PROBLEM REQUIREMENTS: Rewrite the material below with "point out" switched to "locate" wherever it appears, leaving every other word as it is.

DATA PROVIDED:
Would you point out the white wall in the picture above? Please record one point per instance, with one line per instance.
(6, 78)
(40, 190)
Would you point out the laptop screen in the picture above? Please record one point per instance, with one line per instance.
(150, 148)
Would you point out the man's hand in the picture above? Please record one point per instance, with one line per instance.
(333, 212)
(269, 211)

SOLUTION FOR THIS PROBLEM:
Would you locate the white wall in the picture above? Please record one point per instance, with one line per instance.
(6, 78)
(40, 190)
Would you locate the laptop screen in the picture above? Please record one point per instance, with one line per instance.
(150, 148)
Would you locate the man's hand in the picture above? Please record one point per instance, with one line per instance.
(333, 212)
(269, 211)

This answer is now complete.